* Exercise aim *
Make a verbatim copy of the entries below; pictures stay out.

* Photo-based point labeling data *

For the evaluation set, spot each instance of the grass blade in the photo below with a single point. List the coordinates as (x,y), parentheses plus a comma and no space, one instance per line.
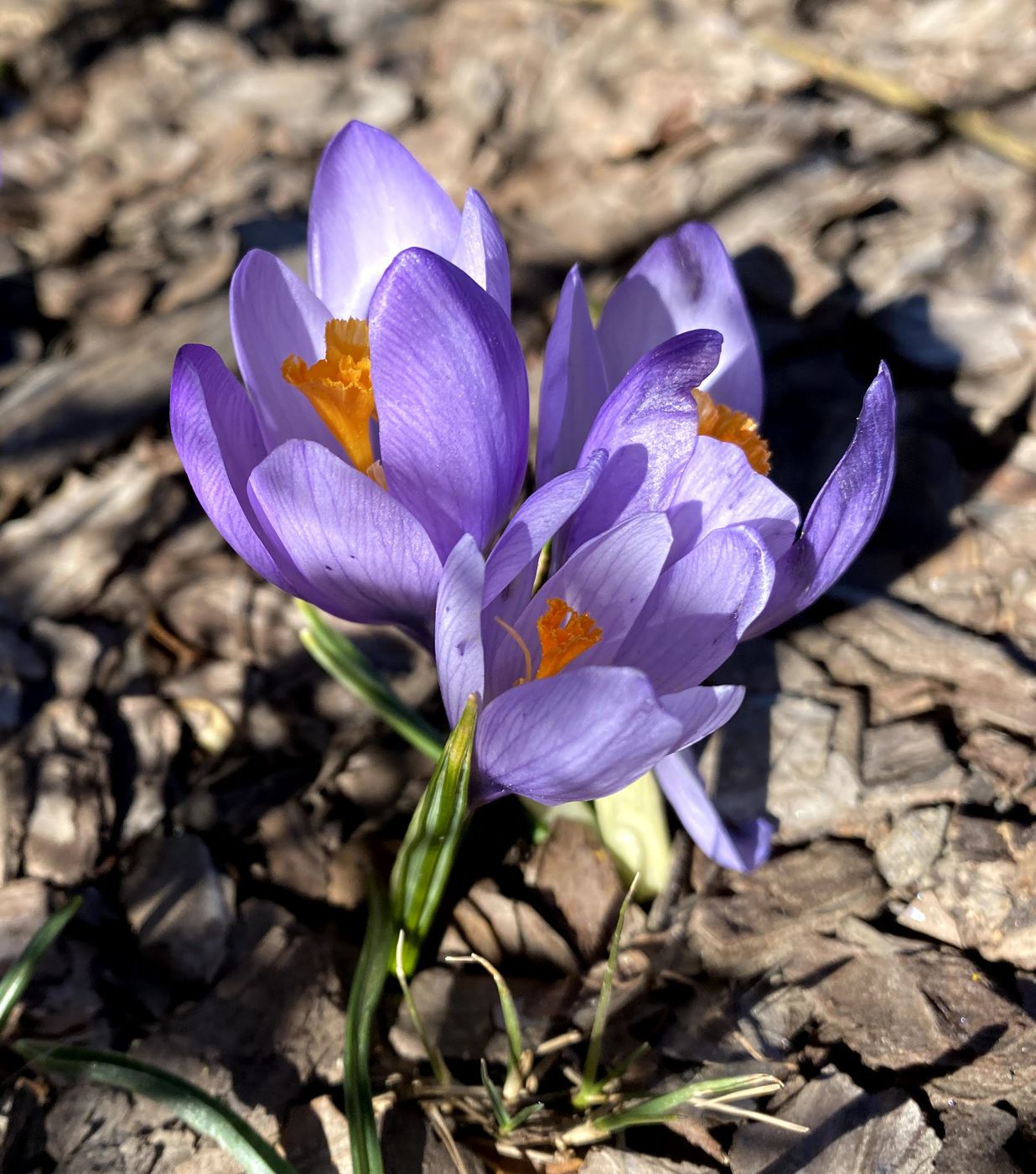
(191,1105)
(512,1024)
(17,979)
(589,1088)
(365,992)
(439,1068)
(495,1099)
(340,657)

* Answer to the task *
For the evaluation set, spot each instance of the grass blade in the photo below with a single point. List the coordinates as (x,y), parentheses plus a comma and no space, one instance per line.
(191,1105)
(512,1024)
(17,979)
(589,1088)
(365,992)
(439,1068)
(495,1099)
(340,657)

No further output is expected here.